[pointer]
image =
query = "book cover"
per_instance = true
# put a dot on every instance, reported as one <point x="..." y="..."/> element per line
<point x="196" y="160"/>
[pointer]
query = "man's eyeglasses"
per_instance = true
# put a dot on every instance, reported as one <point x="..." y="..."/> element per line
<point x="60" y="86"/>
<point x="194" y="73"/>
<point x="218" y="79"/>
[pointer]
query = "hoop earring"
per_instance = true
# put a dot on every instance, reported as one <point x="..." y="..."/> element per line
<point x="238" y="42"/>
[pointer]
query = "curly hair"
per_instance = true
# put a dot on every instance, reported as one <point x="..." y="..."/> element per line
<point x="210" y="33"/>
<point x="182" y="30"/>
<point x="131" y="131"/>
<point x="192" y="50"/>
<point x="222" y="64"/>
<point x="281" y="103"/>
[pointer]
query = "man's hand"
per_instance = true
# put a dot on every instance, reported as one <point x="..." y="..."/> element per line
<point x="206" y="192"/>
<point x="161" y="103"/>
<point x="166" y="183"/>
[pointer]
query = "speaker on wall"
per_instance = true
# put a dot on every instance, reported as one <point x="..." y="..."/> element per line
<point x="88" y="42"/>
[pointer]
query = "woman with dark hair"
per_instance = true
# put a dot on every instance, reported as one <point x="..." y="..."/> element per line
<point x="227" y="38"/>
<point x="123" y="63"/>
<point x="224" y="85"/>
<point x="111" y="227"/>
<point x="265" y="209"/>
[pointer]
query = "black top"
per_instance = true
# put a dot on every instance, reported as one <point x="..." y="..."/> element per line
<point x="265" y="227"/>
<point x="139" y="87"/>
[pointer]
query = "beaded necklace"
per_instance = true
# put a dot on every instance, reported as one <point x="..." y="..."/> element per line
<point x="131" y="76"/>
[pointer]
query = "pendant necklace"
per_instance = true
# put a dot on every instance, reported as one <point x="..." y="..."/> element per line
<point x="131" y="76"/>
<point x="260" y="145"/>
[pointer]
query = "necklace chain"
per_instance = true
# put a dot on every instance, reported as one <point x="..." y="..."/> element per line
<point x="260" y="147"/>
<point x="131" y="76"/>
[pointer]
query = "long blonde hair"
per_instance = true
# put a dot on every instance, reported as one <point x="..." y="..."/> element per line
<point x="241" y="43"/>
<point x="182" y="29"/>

作業の目的 -
上のエントリから、文字列「necklace」を含む行だけを絞り込んで、すべて書き出してください。大文字と小文字は区別する。

実行結果 -
query = "beaded necklace"
query = "pendant necklace"
query = "necklace chain"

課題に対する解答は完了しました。